Leave out the pictures and repeat exactly the lines from the one containing "Query: black backpack" through the end of the records.

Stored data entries
»»
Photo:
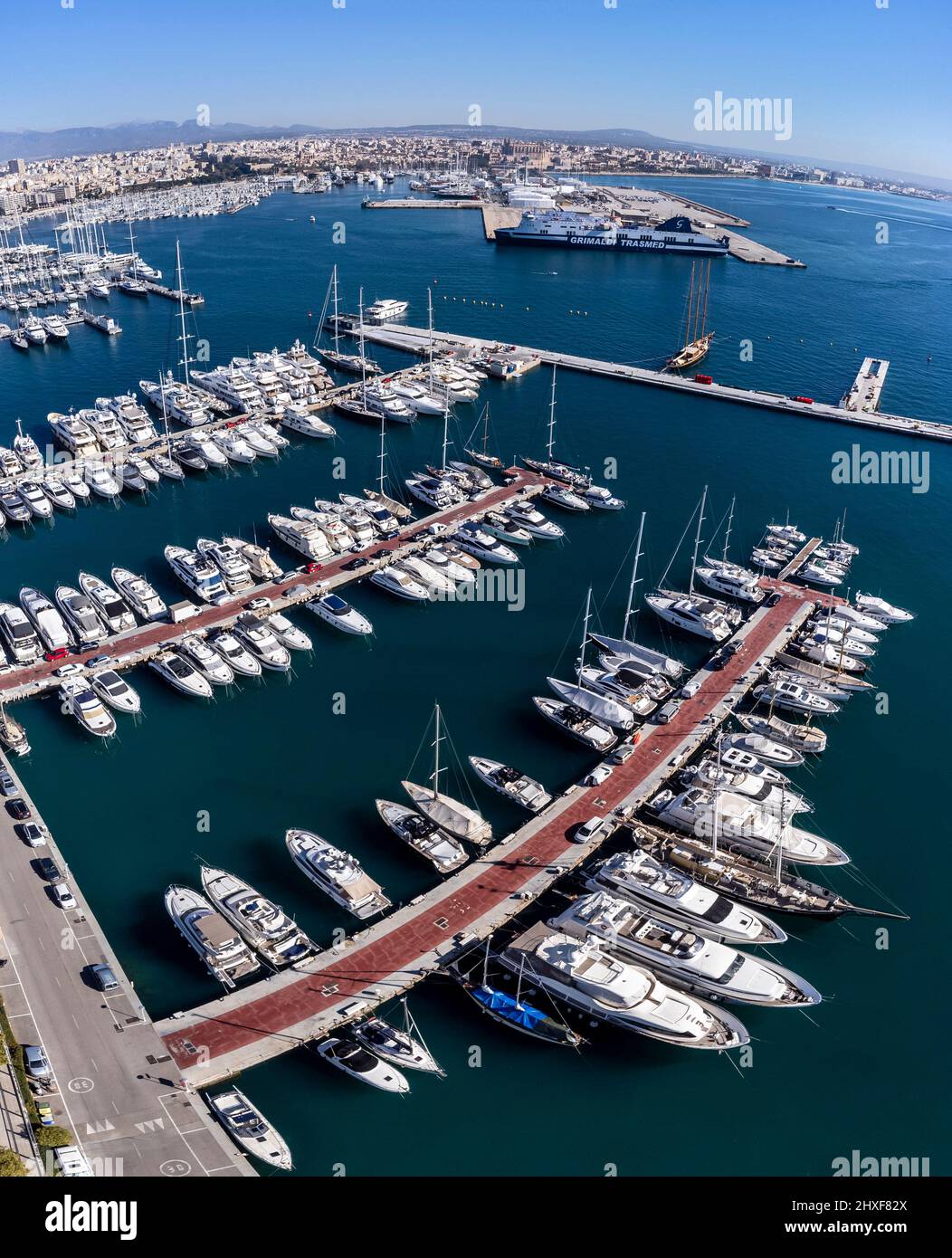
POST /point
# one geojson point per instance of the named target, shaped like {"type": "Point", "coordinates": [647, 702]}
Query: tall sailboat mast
{"type": "Point", "coordinates": [585, 638]}
{"type": "Point", "coordinates": [729, 522]}
{"type": "Point", "coordinates": [181, 311]}
{"type": "Point", "coordinates": [633, 583]}
{"type": "Point", "coordinates": [697, 538]}
{"type": "Point", "coordinates": [552, 416]}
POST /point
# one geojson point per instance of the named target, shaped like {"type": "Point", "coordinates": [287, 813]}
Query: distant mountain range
{"type": "Point", "coordinates": [129, 136]}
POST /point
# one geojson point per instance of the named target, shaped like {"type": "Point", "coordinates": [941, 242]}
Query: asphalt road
{"type": "Point", "coordinates": [117, 1091]}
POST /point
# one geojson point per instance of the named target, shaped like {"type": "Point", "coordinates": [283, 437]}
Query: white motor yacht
{"type": "Point", "coordinates": [526, 516]}
{"type": "Point", "coordinates": [512, 784]}
{"type": "Point", "coordinates": [259, 639]}
{"type": "Point", "coordinates": [74, 433]}
{"type": "Point", "coordinates": [112, 608]}
{"type": "Point", "coordinates": [791, 697]}
{"type": "Point", "coordinates": [229, 561]}
{"type": "Point", "coordinates": [51, 626]}
{"type": "Point", "coordinates": [692, 613]}
{"type": "Point", "coordinates": [82, 615]}
{"type": "Point", "coordinates": [80, 700]}
{"type": "Point", "coordinates": [288, 633]}
{"type": "Point", "coordinates": [424, 835]}
{"type": "Point", "coordinates": [100, 481]}
{"type": "Point", "coordinates": [338, 873]}
{"type": "Point", "coordinates": [249, 1129]}
{"type": "Point", "coordinates": [764, 748]}
{"type": "Point", "coordinates": [636, 876]}
{"type": "Point", "coordinates": [360, 1064]}
{"type": "Point", "coordinates": [35, 500]}
{"type": "Point", "coordinates": [112, 690]}
{"type": "Point", "coordinates": [196, 574]}
{"type": "Point", "coordinates": [139, 596]}
{"type": "Point", "coordinates": [262, 923]}
{"type": "Point", "coordinates": [395, 580]}
{"type": "Point", "coordinates": [209, 662]}
{"type": "Point", "coordinates": [335, 612]}
{"type": "Point", "coordinates": [305, 536]}
{"type": "Point", "coordinates": [62, 497]}
{"type": "Point", "coordinates": [18, 634]}
{"type": "Point", "coordinates": [486, 548]}
{"type": "Point", "coordinates": [234, 654]}
{"type": "Point", "coordinates": [880, 609]}
{"type": "Point", "coordinates": [433, 580]}
{"type": "Point", "coordinates": [744, 823]}
{"type": "Point", "coordinates": [181, 674]}
{"type": "Point", "coordinates": [587, 977]}
{"type": "Point", "coordinates": [224, 952]}
{"type": "Point", "coordinates": [299, 419]}
{"type": "Point", "coordinates": [686, 958]}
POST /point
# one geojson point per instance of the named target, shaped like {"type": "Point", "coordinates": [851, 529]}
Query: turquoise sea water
{"type": "Point", "coordinates": [865, 1070]}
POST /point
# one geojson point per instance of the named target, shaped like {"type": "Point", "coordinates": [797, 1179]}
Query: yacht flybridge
{"type": "Point", "coordinates": [338, 873]}
{"type": "Point", "coordinates": [512, 784]}
{"type": "Point", "coordinates": [249, 1129]}
{"type": "Point", "coordinates": [263, 925]}
{"type": "Point", "coordinates": [590, 979]}
{"type": "Point", "coordinates": [220, 946]}
{"type": "Point", "coordinates": [639, 877]}
{"type": "Point", "coordinates": [688, 960]}
{"type": "Point", "coordinates": [138, 594]}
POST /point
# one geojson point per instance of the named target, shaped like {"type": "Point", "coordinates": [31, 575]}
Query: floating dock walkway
{"type": "Point", "coordinates": [138, 645]}
{"type": "Point", "coordinates": [264, 1019]}
{"type": "Point", "coordinates": [867, 387]}
{"type": "Point", "coordinates": [416, 339]}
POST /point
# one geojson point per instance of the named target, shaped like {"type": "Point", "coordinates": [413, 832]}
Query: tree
{"type": "Point", "coordinates": [53, 1138]}
{"type": "Point", "coordinates": [10, 1165]}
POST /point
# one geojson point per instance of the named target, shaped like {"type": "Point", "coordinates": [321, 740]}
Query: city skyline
{"type": "Point", "coordinates": [290, 71]}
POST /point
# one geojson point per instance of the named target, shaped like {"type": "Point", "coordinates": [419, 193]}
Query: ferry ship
{"type": "Point", "coordinates": [593, 232]}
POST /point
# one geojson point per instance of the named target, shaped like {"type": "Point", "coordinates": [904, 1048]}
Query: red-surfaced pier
{"type": "Point", "coordinates": [253, 1025]}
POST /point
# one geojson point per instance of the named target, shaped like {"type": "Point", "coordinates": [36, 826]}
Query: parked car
{"type": "Point", "coordinates": [31, 833]}
{"type": "Point", "coordinates": [35, 1062]}
{"type": "Point", "coordinates": [103, 977]}
{"type": "Point", "coordinates": [600, 774]}
{"type": "Point", "coordinates": [62, 896]}
{"type": "Point", "coordinates": [48, 870]}
{"type": "Point", "coordinates": [591, 829]}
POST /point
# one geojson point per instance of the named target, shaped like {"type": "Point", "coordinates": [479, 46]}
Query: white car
{"type": "Point", "coordinates": [600, 774]}
{"type": "Point", "coordinates": [594, 828]}
{"type": "Point", "coordinates": [63, 896]}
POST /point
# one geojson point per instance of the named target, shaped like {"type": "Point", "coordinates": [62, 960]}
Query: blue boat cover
{"type": "Point", "coordinates": [506, 1006]}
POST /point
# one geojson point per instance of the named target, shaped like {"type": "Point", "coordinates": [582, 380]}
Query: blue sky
{"type": "Point", "coordinates": [868, 84]}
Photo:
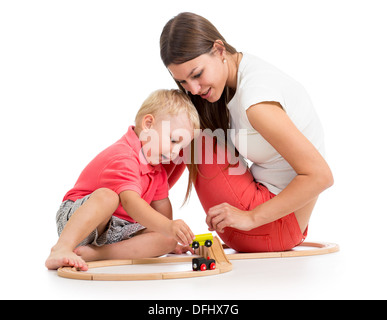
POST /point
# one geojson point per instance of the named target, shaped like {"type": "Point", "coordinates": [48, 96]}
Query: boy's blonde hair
{"type": "Point", "coordinates": [170, 102]}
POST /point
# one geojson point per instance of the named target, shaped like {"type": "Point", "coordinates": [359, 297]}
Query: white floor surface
{"type": "Point", "coordinates": [74, 73]}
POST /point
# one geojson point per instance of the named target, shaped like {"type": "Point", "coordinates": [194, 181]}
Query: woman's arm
{"type": "Point", "coordinates": [313, 173]}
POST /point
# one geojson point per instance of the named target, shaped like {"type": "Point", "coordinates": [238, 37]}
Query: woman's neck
{"type": "Point", "coordinates": [233, 61]}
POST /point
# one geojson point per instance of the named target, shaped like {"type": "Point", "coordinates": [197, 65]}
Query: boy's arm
{"type": "Point", "coordinates": [143, 213]}
{"type": "Point", "coordinates": [163, 206]}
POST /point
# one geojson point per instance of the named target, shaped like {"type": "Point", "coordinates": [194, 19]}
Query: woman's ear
{"type": "Point", "coordinates": [147, 122]}
{"type": "Point", "coordinates": [219, 48]}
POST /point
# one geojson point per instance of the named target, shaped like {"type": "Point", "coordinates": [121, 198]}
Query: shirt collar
{"type": "Point", "coordinates": [135, 143]}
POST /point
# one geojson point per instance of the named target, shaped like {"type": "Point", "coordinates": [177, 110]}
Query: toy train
{"type": "Point", "coordinates": [202, 240]}
{"type": "Point", "coordinates": [201, 263]}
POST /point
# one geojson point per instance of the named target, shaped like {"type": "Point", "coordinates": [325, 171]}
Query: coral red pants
{"type": "Point", "coordinates": [216, 185]}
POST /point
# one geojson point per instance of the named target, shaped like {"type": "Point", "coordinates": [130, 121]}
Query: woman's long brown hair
{"type": "Point", "coordinates": [186, 37]}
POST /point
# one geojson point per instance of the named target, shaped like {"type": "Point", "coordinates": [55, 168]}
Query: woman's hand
{"type": "Point", "coordinates": [225, 215]}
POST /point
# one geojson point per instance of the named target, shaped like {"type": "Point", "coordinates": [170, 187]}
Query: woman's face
{"type": "Point", "coordinates": [205, 75]}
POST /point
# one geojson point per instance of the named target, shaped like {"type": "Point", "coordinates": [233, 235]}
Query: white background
{"type": "Point", "coordinates": [74, 73]}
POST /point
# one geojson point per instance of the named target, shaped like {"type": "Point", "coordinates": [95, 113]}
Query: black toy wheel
{"type": "Point", "coordinates": [195, 245]}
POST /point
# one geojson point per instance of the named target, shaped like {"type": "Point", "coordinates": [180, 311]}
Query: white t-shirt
{"type": "Point", "coordinates": [258, 81]}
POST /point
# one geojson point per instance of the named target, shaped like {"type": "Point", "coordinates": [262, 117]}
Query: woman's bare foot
{"type": "Point", "coordinates": [64, 258]}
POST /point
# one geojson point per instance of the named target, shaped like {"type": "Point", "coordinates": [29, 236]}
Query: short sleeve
{"type": "Point", "coordinates": [122, 174]}
{"type": "Point", "coordinates": [256, 94]}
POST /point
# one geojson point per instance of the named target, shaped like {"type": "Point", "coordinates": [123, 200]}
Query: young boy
{"type": "Point", "coordinates": [119, 207]}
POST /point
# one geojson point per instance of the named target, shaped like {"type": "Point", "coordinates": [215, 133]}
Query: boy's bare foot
{"type": "Point", "coordinates": [64, 258]}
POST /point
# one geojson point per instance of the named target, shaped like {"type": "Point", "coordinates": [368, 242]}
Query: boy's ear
{"type": "Point", "coordinates": [147, 122]}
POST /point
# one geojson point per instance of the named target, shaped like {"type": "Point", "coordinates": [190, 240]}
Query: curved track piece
{"type": "Point", "coordinates": [216, 252]}
{"type": "Point", "coordinates": [318, 248]}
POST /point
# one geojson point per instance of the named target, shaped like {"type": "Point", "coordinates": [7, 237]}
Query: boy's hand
{"type": "Point", "coordinates": [181, 232]}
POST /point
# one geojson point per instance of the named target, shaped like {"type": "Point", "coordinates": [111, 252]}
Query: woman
{"type": "Point", "coordinates": [268, 207]}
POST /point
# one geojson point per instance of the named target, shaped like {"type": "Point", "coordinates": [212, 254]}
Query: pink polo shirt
{"type": "Point", "coordinates": [122, 167]}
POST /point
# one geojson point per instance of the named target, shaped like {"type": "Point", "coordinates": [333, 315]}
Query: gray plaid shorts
{"type": "Point", "coordinates": [116, 230]}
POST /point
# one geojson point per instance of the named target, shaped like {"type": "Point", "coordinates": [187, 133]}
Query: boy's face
{"type": "Point", "coordinates": [163, 137]}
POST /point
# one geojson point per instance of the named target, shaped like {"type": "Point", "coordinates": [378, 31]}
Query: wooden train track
{"type": "Point", "coordinates": [216, 251]}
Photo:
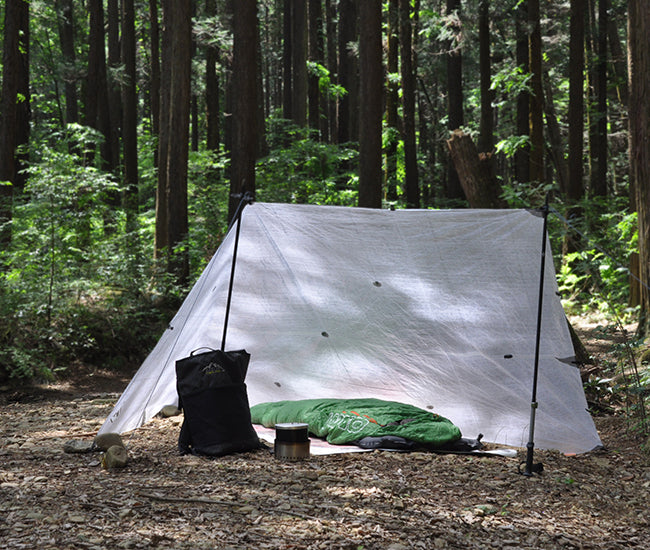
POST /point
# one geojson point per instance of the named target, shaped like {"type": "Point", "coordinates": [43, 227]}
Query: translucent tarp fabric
{"type": "Point", "coordinates": [433, 308]}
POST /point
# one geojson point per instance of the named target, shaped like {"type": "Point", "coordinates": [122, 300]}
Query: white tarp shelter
{"type": "Point", "coordinates": [433, 308]}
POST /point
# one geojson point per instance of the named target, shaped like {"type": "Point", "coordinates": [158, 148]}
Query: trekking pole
{"type": "Point", "coordinates": [246, 198]}
{"type": "Point", "coordinates": [530, 446]}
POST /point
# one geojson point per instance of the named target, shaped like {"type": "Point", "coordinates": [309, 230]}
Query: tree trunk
{"type": "Point", "coordinates": [244, 150]}
{"type": "Point", "coordinates": [299, 62]}
{"type": "Point", "coordinates": [211, 88]}
{"type": "Point", "coordinates": [599, 118]}
{"type": "Point", "coordinates": [8, 116]}
{"type": "Point", "coordinates": [392, 99]}
{"type": "Point", "coordinates": [486, 136]}
{"type": "Point", "coordinates": [332, 67]}
{"type": "Point", "coordinates": [575, 186]}
{"type": "Point", "coordinates": [639, 71]}
{"type": "Point", "coordinates": [161, 244]}
{"type": "Point", "coordinates": [97, 113]}
{"type": "Point", "coordinates": [618, 58]}
{"type": "Point", "coordinates": [316, 53]}
{"type": "Point", "coordinates": [347, 69]}
{"type": "Point", "coordinates": [178, 141]}
{"type": "Point", "coordinates": [454, 95]}
{"type": "Point", "coordinates": [557, 145]}
{"type": "Point", "coordinates": [23, 109]}
{"type": "Point", "coordinates": [475, 172]}
{"type": "Point", "coordinates": [113, 86]}
{"type": "Point", "coordinates": [522, 155]}
{"type": "Point", "coordinates": [371, 86]}
{"type": "Point", "coordinates": [411, 182]}
{"type": "Point", "coordinates": [287, 70]}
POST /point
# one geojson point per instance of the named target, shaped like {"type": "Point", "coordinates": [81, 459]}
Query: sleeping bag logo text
{"type": "Point", "coordinates": [350, 422]}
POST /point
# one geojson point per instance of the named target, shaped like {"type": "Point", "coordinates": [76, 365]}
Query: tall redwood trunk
{"type": "Point", "coordinates": [244, 114]}
{"type": "Point", "coordinates": [371, 86]}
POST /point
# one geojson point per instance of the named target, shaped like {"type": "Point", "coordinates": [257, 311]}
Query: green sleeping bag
{"type": "Point", "coordinates": [342, 421]}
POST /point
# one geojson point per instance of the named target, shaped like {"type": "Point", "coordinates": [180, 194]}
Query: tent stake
{"type": "Point", "coordinates": [246, 198]}
{"type": "Point", "coordinates": [530, 446]}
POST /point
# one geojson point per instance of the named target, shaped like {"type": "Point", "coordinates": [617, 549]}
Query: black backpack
{"type": "Point", "coordinates": [213, 396]}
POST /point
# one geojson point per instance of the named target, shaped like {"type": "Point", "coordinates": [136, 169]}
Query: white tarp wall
{"type": "Point", "coordinates": [433, 308]}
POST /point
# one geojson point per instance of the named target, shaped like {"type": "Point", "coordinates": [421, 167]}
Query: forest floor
{"type": "Point", "coordinates": [377, 500]}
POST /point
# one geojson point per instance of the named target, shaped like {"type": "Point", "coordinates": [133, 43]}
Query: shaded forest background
{"type": "Point", "coordinates": [130, 128]}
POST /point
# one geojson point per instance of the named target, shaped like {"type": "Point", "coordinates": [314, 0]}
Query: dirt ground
{"type": "Point", "coordinates": [378, 500]}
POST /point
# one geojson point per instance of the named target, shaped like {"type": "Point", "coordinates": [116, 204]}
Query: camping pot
{"type": "Point", "coordinates": [291, 441]}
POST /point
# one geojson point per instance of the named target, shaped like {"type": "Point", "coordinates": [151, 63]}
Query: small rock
{"type": "Point", "coordinates": [115, 457]}
{"type": "Point", "coordinates": [170, 410]}
{"type": "Point", "coordinates": [104, 441]}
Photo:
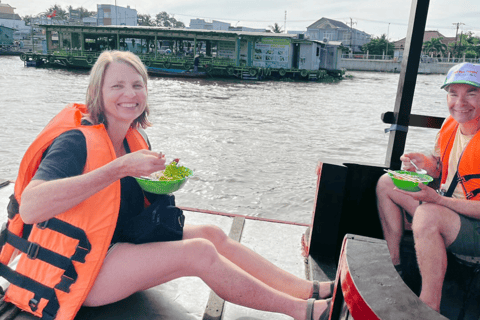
««
■ Final answer
Query: black backpack
{"type": "Point", "coordinates": [213, 396]}
POST /point
# one geojson point per instance of the named target, shaped like {"type": "Point", "coordinates": [136, 169]}
Query: white tarp wall
{"type": "Point", "coordinates": [433, 308]}
POST /point
# one geojson point per instance of the named target, shaped like {"type": "Point", "coordinates": [421, 167]}
Query: forest floor
{"type": "Point", "coordinates": [377, 500]}
POST /point
# one geojson point per instance of the named target, shaped like {"type": "Point", "coordinates": [133, 43]}
Query: shaded forest background
{"type": "Point", "coordinates": [130, 128]}
POST /point
# one geojson point per instance of the named target, shaped like {"type": "Point", "coordinates": [314, 0]}
Query: dirt ground
{"type": "Point", "coordinates": [378, 500]}
POST /point
# one geojson point per instance of the named target, shaped like {"type": "Point", "coordinates": [116, 204]}
Query: camping pot
{"type": "Point", "coordinates": [291, 441]}
POST /point
# one geojson point per instance of the named target, shaped like {"type": "Point", "coordinates": [151, 63]}
Query: small rock
{"type": "Point", "coordinates": [115, 457]}
{"type": "Point", "coordinates": [170, 410]}
{"type": "Point", "coordinates": [104, 441]}
Photo:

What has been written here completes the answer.